## Directive
Repeat the listing below in full, exactly as it stands.

## Records to process
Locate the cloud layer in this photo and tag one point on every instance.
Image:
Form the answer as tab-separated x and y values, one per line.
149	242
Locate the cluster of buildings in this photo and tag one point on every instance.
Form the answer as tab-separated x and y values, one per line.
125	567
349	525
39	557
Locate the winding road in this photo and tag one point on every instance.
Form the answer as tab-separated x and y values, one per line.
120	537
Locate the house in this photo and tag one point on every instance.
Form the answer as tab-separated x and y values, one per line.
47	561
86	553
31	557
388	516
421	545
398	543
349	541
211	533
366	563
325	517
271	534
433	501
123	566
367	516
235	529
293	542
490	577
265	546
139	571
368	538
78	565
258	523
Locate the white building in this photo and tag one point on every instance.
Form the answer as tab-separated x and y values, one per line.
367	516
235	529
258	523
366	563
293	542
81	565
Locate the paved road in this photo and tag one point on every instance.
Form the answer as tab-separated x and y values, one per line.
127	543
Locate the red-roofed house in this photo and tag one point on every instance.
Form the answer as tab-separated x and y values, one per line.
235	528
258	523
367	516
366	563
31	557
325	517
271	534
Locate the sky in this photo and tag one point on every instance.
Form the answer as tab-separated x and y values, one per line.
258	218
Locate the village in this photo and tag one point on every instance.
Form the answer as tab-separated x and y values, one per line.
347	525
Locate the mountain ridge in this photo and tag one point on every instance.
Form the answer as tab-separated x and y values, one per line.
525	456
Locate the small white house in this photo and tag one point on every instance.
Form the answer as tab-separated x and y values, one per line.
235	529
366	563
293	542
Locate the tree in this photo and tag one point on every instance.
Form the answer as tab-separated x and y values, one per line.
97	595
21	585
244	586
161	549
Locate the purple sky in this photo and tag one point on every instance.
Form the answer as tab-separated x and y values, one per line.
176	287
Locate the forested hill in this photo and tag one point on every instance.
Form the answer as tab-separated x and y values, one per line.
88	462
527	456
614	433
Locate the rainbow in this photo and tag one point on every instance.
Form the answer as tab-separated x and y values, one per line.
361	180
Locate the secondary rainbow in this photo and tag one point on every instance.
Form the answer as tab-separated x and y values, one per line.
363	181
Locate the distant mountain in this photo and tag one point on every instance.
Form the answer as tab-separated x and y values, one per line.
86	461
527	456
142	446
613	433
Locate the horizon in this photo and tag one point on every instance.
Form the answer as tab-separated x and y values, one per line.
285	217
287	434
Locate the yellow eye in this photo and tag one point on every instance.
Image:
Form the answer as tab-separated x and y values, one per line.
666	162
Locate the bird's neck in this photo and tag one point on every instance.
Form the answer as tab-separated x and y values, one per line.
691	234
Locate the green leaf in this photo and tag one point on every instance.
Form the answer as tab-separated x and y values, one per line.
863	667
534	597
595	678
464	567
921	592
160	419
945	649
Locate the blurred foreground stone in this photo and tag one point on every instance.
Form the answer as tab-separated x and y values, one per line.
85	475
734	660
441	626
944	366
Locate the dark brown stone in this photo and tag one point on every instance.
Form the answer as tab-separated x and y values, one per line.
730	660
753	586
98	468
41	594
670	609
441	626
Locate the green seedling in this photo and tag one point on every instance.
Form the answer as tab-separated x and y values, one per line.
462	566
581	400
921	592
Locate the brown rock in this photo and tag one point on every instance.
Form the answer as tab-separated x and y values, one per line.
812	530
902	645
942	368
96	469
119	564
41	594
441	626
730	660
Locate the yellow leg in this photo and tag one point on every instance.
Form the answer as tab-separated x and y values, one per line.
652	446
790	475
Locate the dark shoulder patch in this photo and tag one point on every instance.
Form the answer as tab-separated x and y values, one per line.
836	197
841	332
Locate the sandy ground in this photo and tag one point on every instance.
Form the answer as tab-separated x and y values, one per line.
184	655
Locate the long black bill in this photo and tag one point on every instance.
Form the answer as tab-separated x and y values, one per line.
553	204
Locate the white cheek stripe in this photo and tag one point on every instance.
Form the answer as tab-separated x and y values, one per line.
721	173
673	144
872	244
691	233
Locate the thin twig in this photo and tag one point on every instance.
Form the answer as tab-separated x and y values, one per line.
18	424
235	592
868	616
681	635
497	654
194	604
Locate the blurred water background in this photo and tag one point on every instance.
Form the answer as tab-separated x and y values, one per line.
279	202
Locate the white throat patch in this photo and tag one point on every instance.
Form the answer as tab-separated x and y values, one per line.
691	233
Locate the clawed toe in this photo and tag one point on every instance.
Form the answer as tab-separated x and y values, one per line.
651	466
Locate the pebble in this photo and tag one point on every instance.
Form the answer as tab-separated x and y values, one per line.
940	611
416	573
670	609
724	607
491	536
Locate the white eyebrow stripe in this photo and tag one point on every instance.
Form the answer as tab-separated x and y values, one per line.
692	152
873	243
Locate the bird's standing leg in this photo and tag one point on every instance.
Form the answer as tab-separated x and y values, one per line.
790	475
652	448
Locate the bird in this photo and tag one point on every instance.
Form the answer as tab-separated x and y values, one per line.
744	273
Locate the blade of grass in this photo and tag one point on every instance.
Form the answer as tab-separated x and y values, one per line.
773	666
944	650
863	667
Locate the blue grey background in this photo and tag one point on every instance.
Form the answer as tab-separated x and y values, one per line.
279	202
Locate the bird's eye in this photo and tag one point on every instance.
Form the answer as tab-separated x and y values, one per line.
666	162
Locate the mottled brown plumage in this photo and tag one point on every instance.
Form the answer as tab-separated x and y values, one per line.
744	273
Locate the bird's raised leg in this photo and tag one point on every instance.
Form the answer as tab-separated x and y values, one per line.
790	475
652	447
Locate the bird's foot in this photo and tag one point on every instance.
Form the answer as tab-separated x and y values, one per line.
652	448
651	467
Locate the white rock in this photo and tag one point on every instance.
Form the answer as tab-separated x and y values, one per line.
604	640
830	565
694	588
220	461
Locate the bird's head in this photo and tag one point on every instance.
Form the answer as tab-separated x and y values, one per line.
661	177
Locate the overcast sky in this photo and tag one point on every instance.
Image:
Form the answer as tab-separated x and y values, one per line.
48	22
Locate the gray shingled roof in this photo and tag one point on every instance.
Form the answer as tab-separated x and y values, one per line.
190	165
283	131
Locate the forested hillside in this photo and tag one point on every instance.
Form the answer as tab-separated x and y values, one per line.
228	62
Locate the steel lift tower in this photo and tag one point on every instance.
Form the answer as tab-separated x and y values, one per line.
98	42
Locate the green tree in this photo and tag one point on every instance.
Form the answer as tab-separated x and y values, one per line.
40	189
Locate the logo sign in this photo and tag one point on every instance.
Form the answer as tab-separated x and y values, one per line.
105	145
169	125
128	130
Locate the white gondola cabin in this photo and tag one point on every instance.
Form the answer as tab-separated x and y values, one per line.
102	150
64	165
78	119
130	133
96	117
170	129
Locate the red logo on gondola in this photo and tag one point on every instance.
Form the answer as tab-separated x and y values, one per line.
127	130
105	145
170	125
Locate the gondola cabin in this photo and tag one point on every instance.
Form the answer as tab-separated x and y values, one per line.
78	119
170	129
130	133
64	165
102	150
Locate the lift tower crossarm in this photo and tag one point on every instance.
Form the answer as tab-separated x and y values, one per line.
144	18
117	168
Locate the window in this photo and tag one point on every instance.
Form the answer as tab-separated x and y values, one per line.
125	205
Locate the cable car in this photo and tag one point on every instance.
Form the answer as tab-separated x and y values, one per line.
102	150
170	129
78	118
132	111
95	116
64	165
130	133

## The reply
Locate the cloud layer in this photo and tag one point on every instance.
Image:
Form the answer as tab-separated x and y values, one per line.
149	242
Locate the cluster of buildings in this photo and tag one point on every instance.
Form the answer as tab-separated x and y values, one per line.
125	567
349	525
39	557
Locate the winding road in this photo and tag one point on every instance.
Form the answer as tab-separated x and y values, one per line.
120	537
Locate the house in this photo and tag one point on every instance.
Form the answer as tab-separated x and y values, one per line.
47	561
86	553
31	557
388	516
421	545
398	543
349	541
211	533
366	563
325	517
271	534
433	501
123	566
367	516
235	529
293	542
490	577
265	546
139	571
368	538
78	565
258	523
Locate the white building in this photo and tag one point on every instance.
Form the answer as tab-separated x and y values, one per line.
367	516
235	529
258	523
366	563
293	542
81	565
Locate the paved road in this photo and tag one point on every instance.
Form the answer as tab-separated x and y values, one per line.
127	543
Locate the red-roofed house in this photo and tag one point on every instance.
Form the answer as tab-separated x and y values, one per line.
235	528
258	523
367	516
366	563
31	557
325	517
271	534
Locate the sky in this photo and tag one point on every instance.
Form the answer as tab-separated x and y values, one per line.
258	218
Locate the village in this photo and tag one point on every instance.
Form the answer as tab-separated x and y values, one per line.
347	525
Locate the mountain ridge in this photo and tag one point on every instance.
Form the answer as tab-separated x and y values, one per line.
525	456
Locate the small white house in this photo and tag one point on every instance.
Form the answer as tab-separated x and y values, one per line.
235	529
366	563
293	542
Locate the tree in this photo and tag one point on every instance.
Form the answer as tab-separated x and y values, one per line.
97	595
21	585
244	586
161	549
Locate the purple sky in this photo and tag one point on every instance.
Form the answer as tab-separated x and y values, one per line.
176	287
Locate the forested hill in this photo and tag one point on every instance.
Form the answer as tab-separated x and y values, one per line.
88	462
527	456
614	433
Locate the rainbow in this photo and tag one point on every instance.
Form the answer as tab-separated x and y values, one per line.
361	180
Locate the secondary rainbow in this photo and tag one point on every instance.
Form the answer as tab-separated x and y values, one per line.
363	181
Locate the distant mountain in this photo and tag one point on every instance.
Form the answer as tab-separated x and y values, one per line.
86	461
527	456
142	446
613	433
Locate the horizon in this photo and tag one point on every instance.
Form the answer as tab-separated x and y values, one per line.
285	217
287	434
Locate the yellow eye in this photo and tag one point on every instance.
Image:
Form the answer as tab-separated x and y values, one per line.
666	162
Locate the bird's neck in this photo and tag one point on every instance.
Form the answer as tab-separated x and y values, one per line.
691	234
Locate the green leaf in this photo and tag one point on every instance.
Form the answer as tab-separated x and y values, one per line.
863	667
534	597
595	678
464	567
921	592
160	419
945	649
Locate the blurred foreground stone in this photo and tag one point on every instance.
Form the answer as tab-separated x and y values, one per line.
85	475
734	660
441	626
944	366
Locate the dark brown stone in this photo and tag one point on every instance.
Form the answer as tab-separated x and y values, one per line.
730	660
753	586
98	468
41	594
670	609
441	626
Locate the green seedling in this photo and tag one point on every instance.
Form the answer as tab-separated x and y values, one per line.
462	566
581	400
921	592
Locate the brown rock in this photo and tag one point on every instance.
Form the answer as tab-separated x and y values, one per line.
812	530
902	645
942	368
96	469
119	564
41	594
441	626
730	660
Locate the yellow leg in this photo and tag one point on every instance.
Form the answer as tab-separated x and y values, one per line.
652	446
790	475
Locate the dark shoulder patch in this photo and tag one point on every instance.
Form the answer as tab-separated x and y values, one per line.
836	197
841	332
Locate the sandy ground in this photo and tag one point on every instance.
Form the answer as tab-separated x and y values, one per line.
184	655
Locate the long black bill in this photo and tag one point on every instance.
Form the answer as tab-separated x and y values, one per line.
553	204
Locate the white cheek stripe in this photo and tag one point on every instance.
Form the answer as tab-separated x and y values, one per line.
721	173
673	144
872	244
691	233
Locate the thin twig in this photo and tag one point on every instance.
Form the answer as tab-separated x and y values, one per line.
18	424
235	592
868	616
681	635
497	654
194	604
Locate the blurred water background in this photo and tag one point on every instance.
Form the answer as tab-separated x and y values, one per line.
279	202
Locate the white throat patch in this photo and tag one point on every instance.
Form the answer as tab-separated x and y values, one per line.
691	233
Locate the clawed toe in this photo and tag one point on every instance.
Form the answer as tab-separated x and y values, one per line.
651	466
Locate the pebble in this photo and tag one point on every instance.
Form the answer as tab-separated x and y values, one per line.
940	611
416	573
670	609
724	607
491	536
Locate the white eyebrow stripe in this photo and tag one point on every instance.
Form the answer as tab-separated x and y values, one per line.
692	152
873	243
Locate the bird's standing leg in this photo and tag one point on every instance.
Form the answer as tab-separated x and y values, one per line.
790	475
652	448
Locate the bird in this photo and tag one point on every instance.
Form the answer as tab-separated x and y values, one per line.
744	273
Locate the blade of grass in this photo and tag one point on every instance.
Form the answer as tab-separated x and y values, one per line.
773	666
944	650
863	667
Locate the blue grey background in this photo and tag one point on every instance.
Form the answer as tab-separated x and y values, one per line.
279	202
Locate the bird's eye in this photo and tag one point on every instance.
Form the answer as tab-separated x and y values, one per line.
666	162
Locate the mottled brown plumage in this photo and tag one point on every instance.
Form the answer as tab-separated x and y values, one per line.
744	273
Locate the bird's raised leg in this photo and tag one point on every instance.
Form the answer as tab-separated x and y values, one per line.
790	475
652	447
Locate the bird's foot in this photo and tag one point on every instance.
Form the answer as tab-separated x and y values, one per line.
652	448
651	467
Locate the white rock in this photo and tag one point on every instance.
Form the answer as tab-separated x and y values, one per line.
604	640
830	565
694	588
220	461
Locate the bird's head in this photo and tag one point on every instance.
Form the answer as tab-separated x and y values, one per line.
661	177
Locate the overcast sky in this photo and tag one point on every instance.
Image:
Form the answer as tab-separated x and y values, one per line.
48	22
Locate the gray shingled roof in this photo and tag one point on every instance.
Form the answer as tab-separated x and y values, one per line.
190	165
283	131
Locate the forested hillside in this photo and tag one point on every instance.
Form the answer as tab-separated x and y values, one per line.
228	62
Locate the steel lift tower in this photo and tag one point on every instance.
Form the answer as tab-separated x and y values, one per line.
98	42
Locate the green tree in this photo and tag one point on every instance.
Form the answer as tab-separated x and y values, one per line.
40	189
Locate the logo sign in this photo and tag one point on every instance.
Form the answer as tab-separated x and y values, one per line.
105	145
169	125
128	130
Locate the white gondola cabin in this photo and tag one point on every instance.
Form the answer as tab-separated x and y values, one per line.
102	150
64	165
78	119
130	133
96	117
170	129
Locate the red logo on gondola in this photo and tag one point on every instance.
Form the answer as tab-separated x and y values, one per line.
127	130
105	145
170	125
Locate the gondola cabin in this photo and tag one point on every instance.
Form the answer as tab-separated x and y values, one per line.
78	119
170	129
130	133
64	165
102	150
Locate the lift tower crossarm in this photo and tag one point on every instance.
Form the answer as tab-separated x and y values, one per line.
144	18
117	168
Locate the window in this photo and tag one point on every instance.
Form the answer as tab-separated x and y values, one per line.
125	205
Locate the cable car in this photo and tag one point on every instance.
Form the answer as tab-separated x and y values, one per line.
102	150
170	129
78	118
132	111
95	116
64	165
130	133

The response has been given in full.